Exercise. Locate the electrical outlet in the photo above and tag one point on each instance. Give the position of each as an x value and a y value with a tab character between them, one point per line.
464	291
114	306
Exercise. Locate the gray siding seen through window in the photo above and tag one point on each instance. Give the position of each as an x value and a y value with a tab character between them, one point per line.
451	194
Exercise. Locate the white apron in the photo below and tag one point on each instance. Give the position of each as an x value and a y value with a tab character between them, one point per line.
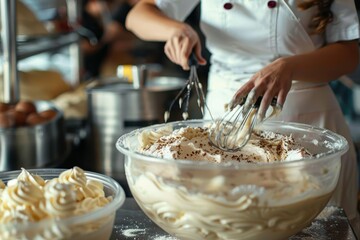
246	35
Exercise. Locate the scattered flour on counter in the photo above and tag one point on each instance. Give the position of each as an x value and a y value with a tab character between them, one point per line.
133	232
164	238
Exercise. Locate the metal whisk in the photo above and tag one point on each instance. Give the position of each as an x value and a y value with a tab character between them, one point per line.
183	97
233	130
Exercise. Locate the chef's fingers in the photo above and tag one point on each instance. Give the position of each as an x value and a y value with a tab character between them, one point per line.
185	53
176	43
169	51
199	57
281	98
240	95
265	103
251	98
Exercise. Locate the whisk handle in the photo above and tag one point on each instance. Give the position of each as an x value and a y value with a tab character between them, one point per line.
258	102
192	60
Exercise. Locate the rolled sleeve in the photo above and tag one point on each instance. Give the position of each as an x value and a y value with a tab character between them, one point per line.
176	9
345	25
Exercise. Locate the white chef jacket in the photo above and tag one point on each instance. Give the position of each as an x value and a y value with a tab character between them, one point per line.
253	33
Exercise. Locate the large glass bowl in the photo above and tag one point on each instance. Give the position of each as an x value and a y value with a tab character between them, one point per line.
94	225
202	200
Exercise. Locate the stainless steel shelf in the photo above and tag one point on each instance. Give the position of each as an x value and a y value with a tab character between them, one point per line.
32	46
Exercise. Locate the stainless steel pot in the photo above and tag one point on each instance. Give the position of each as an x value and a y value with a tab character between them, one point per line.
39	146
116	107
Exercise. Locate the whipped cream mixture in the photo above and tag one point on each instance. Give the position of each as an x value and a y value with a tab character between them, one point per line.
30	198
193	144
225	203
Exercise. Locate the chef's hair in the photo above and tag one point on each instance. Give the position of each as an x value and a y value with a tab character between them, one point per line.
322	18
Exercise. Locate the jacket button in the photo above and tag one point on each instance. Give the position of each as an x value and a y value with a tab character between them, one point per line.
228	6
272	4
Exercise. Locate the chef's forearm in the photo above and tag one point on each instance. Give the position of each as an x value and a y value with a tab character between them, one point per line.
149	23
325	64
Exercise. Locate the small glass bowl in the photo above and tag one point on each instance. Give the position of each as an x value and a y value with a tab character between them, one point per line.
94	225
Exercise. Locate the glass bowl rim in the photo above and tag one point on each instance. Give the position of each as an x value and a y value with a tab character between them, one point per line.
117	202
121	146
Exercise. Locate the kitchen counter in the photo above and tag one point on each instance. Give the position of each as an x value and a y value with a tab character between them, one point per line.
132	223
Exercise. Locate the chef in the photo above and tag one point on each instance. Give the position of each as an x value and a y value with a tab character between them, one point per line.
288	49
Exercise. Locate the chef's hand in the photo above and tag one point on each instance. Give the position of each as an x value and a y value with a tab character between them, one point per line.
180	45
273	81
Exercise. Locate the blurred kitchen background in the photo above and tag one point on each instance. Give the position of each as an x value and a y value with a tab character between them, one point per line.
78	56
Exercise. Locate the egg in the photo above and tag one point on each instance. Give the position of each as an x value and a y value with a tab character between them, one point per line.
48	114
4	107
26	107
34	119
5	121
19	118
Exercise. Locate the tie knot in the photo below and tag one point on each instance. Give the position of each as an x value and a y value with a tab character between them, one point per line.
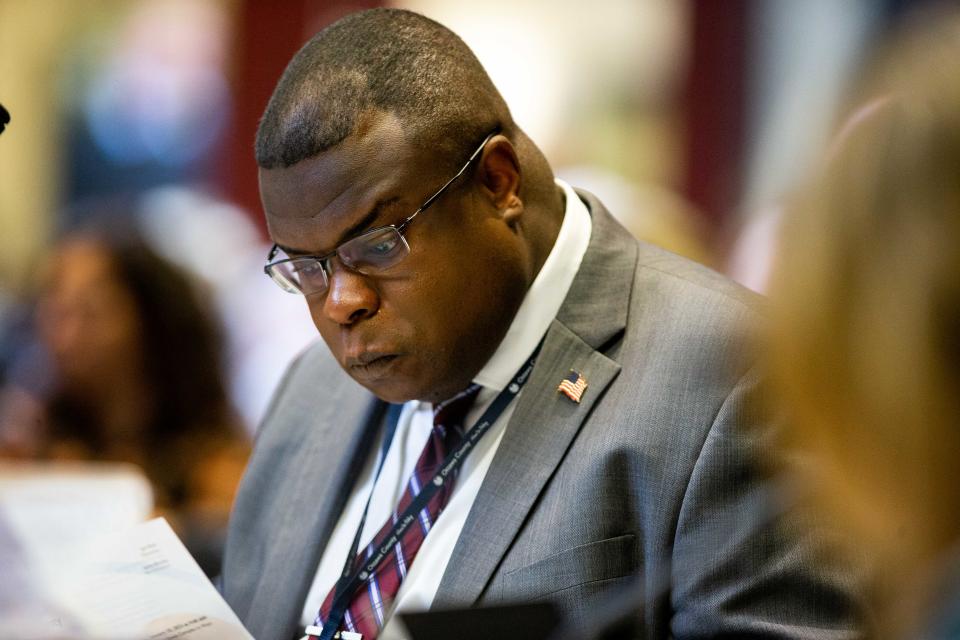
450	413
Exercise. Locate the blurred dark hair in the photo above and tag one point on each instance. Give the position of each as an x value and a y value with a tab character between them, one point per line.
182	351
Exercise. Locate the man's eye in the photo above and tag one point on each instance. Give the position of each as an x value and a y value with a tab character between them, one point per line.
384	246
309	268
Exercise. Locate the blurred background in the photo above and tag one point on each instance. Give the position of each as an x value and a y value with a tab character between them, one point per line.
129	154
691	119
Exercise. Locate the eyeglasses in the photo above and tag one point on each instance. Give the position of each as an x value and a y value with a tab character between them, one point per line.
369	253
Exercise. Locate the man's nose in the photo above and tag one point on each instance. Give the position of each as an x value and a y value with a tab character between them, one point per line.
350	297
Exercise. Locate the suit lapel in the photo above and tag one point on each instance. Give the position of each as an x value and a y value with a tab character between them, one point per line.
545	422
319	477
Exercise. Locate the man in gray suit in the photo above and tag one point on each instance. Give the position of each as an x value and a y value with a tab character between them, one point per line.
437	254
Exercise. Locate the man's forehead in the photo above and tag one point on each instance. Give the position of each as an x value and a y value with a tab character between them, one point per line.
356	172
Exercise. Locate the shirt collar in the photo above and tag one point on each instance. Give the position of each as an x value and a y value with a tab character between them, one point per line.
544	297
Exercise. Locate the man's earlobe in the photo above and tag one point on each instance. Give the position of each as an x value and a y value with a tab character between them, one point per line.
501	176
514	210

☆ ☆ ☆ ☆ ☆

What the task requires >> All of the records above should be reproduced exactly, with the pictures left out.

Answer box >>
Exercise. Locate the electrical outlet in the photo above and tag one point on each instance. Give the position of each as an x value and a y value with a tab character between them, one point per line.
464	291
114	306
Exercise. Locate the gray siding seen through window in the photo above and tag one point on each instance. Give the position of each as an x value and a y value with a tab character between them, one point per line.
451	194
Exercise. Locate the white apron in the photo below and tag one point on each instance. Give the position of each as an x value and a y value with a tab character between them, one point per line.
246	35
Exercise. Locate the scattered flour on counter in the photo above and tag one point on each instance. Give the position of each as an x value and a y value with a tab character between them, one point per line.
133	232
164	238
Exercise. Locate the metal whisk in the photo above and tag one point on each instance. Give the position of each as an x value and a y value with a tab character between them, one point per line.
183	97
233	130
Exercise. Locate the chef's fingers in the photo above and tag one point on each instance. Give the position of each as an x value and a y value with a tab character between them, one point per line.
185	53
176	43
169	51
199	57
281	98
240	95
265	103
251	98
Exercise. Locate the whisk handle in the photo above and tag one point on each instance. Give the position of each as an x value and a y value with a tab character between them, one point per line.
258	102
192	60
Exercise. Locate the rolled sleeve in the photo above and tag one point on each instance. Give the position of each as an x value and a y value with a tab character between them, one point per line.
176	9
345	25
Exercise. Locate the white chef jacket in the photo above and tag one point on each instance. Give the position of each as an x value and a y value with a tab character between them, one point per line.
253	33
Exercise. Locate the large glass bowl in the photo above and tag one point on each instance. Give the position of each as an x value and a y value with a tab character between them, one point per line.
94	225
202	200
Exercise. Locate the stainless steel shelf in the photo above and tag one point on each instance. Give the position of each as an x value and a y value with a tab character between them, one point per line.
32	46
Exercise. Locate the stainless steel pot in the photo above and tag one point on each instance. Give the position of each as an x value and a y value with a tab character between them, one point per line.
39	146
116	107
Exercise. Locate the whipped cream mixture in the photo above and tag one point on each instance. Give the position of each as an x value and a y value with a tab character between them, one point per line.
30	198
193	144
225	203
Exercise. Locate the chef's hair in the photo above and tag one point on each instance. Give the position of each as an x value and a y value with a tab character between them, one point per line.
322	18
Exercise. Locate the jacket button in the photo above and tag one point on each instance. Give the position of each as an x value and a y value with a tab character between them, one point per line.
228	6
272	4
Exercise. Locate the chef's forearm in the photo above and tag one point on each instance. Give the position of each as an x value and a y value with a tab character between them, one point per line.
149	23
325	64
Exercise. Locate the small glass bowl in the photo above and tag one point on each instance. Give the position of each as an x value and a y value with a tab character between them, one point per line.
94	225
Exercise. Locate the glass bowl rim in the photo above and tag one point on each instance. Give the position of each as an x value and a y value with a tab character between them, one point per line.
117	202
121	146
Exercise. Locate the kitchen counter in the photo above and tag one point on each instance. Give the position of each as an x value and a y value with a tab character between them, one point per line.
132	223
Exercise. Locate the chef in the photo above and tag one point on each instance. Give the position of each as an x value and a y value with a tab character between them, one point per line.
288	49
Exercise. Locate the chef's hand in the photo above and tag one point on each instance. Give the position of each as an x value and a y value with a tab character between them, one point per line.
180	45
273	81
Exercise. Locate the blurred kitchen background in the photo above and tag one point on each instance. Give the position of each as an x value and a y value with a tab character between them, one point per line.
78	56
Exercise. Locate the egg in the photo above and tag one point on each instance. Give the position of each as an x value and a y value with a tab character between them, one point per line.
48	114
4	107
26	107
34	119
5	121
19	118
Exercise. Locate the tie knot in the photo below and tag one point on each instance. Give the position of each as an x value and a y value with a tab character between them, one point per line.
450	413
Exercise. Locate the blurred dark hair in the photo above and tag one point on each instance. Give the position of each as an x value and a y value with a tab character between them, one point per line.
182	351
Exercise. Locate the man's eye in the photo above and tag one point on each instance. Give the position of each as an x value and a y value with a tab character between them, one point per line.
384	246
309	268
Exercise. Locate the blurred background in the photo above and tag one point on each instance. Give the position of each as an x value and a y value with a tab character between them, one point per line.
129	154
691	119
Exercise. Locate the eyeglasses in the photo above and tag one point on each instance. Give the position of each as an x value and a y value with a tab character between them, one point per line.
369	253
Exercise. Locate the man's nose in the photo above and tag one point on each instance. Give the position of each as an x value and a y value with a tab character between them, one point per line.
350	297
Exercise. Locate the suit lapel in the photo above and tag one point on each instance. Give the position of each as an x value and a y value with a tab character between them, one point per line.
545	422
319	477
Exercise. Locate the man in gray suit in the photo above and tag one point on each instance. Give the position of each as an x value and a y value with a tab character between them, one point per line.
437	254
Exercise. Locate the man's forehead in the photo above and tag one point on each instance. Give the position of each as an x value and a y value with a tab character between them, one point per line.
356	172
Exercise. Locate the shirt collar in the photo above and tag one point on each instance. Give the position of each as an x value and a y value with a tab character between them, one point per line.
544	297
Exercise. Locate the man's earlobe in the photo above and tag one point on each instance. Give the position of each as an x value and a y value with a tab character between them, one point per line.
501	176
514	210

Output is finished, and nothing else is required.